Start of Supplied records
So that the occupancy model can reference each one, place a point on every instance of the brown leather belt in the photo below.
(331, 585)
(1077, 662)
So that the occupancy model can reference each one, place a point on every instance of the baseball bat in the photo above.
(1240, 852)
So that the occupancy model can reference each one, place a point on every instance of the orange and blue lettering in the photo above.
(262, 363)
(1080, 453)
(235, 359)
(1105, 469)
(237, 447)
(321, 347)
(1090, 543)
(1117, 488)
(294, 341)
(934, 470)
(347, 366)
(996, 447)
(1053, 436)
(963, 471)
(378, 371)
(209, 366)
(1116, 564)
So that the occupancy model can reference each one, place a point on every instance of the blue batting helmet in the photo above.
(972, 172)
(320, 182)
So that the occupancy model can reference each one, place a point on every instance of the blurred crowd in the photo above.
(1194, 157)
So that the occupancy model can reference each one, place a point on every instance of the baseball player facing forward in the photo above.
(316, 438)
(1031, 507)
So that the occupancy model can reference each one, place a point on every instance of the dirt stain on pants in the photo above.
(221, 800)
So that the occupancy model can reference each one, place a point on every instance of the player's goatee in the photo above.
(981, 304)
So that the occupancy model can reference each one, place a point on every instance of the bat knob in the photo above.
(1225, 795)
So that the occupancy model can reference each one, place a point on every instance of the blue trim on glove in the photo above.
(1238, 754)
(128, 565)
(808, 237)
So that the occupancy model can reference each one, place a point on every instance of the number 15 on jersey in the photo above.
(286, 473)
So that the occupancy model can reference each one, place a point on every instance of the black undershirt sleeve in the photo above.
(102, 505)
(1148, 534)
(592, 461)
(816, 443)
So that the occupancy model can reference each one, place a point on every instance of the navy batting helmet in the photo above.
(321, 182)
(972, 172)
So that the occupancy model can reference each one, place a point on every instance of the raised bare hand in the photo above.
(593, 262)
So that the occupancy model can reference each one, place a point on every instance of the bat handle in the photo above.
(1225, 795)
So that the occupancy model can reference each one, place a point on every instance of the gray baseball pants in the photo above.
End of Supplied records
**Work task:**
Exactly as they appear, write out the lines from the one containing "hand in the photo above." through the final line of the entries above, both included.

**Your solution:**
So that the occupancy model can reference each one, place a point on every instance of the raised bare hand in the photo above.
(593, 262)
So that the occupancy model can reference each one, place a point on every instance of the bat handle in the photo above.
(1225, 795)
So that the occupancy model can reference each one, place a point on every instance of the gray baseball pants in the photo above.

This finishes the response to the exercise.